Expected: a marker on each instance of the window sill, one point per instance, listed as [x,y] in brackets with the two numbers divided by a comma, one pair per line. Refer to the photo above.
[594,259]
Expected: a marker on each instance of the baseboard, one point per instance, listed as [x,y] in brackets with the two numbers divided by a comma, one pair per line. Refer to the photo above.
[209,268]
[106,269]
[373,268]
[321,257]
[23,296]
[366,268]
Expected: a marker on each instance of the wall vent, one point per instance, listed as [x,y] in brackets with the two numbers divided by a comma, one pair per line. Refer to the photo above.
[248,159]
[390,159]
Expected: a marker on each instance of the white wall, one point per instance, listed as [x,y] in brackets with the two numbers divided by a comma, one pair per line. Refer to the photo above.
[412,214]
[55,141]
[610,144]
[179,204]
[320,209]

--

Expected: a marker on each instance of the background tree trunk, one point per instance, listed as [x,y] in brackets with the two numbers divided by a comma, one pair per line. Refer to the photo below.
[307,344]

=== Given request ===
Collect every line in the rows above that contains the word "wall" and copy each of those lines in full.

=== Expected answer ===
Expected: a marker on each instance of the wall vent, one point per instance, listed as [x,y] in brackets with the two numbers divided by a comma, one pair per line. Refer to the photo above.
Expected: a marker on each instance of the white wall, one point per instance, listed as [x,y] in brackets with the two numbers divided by a comma, one pair per line. Refer to the photo above.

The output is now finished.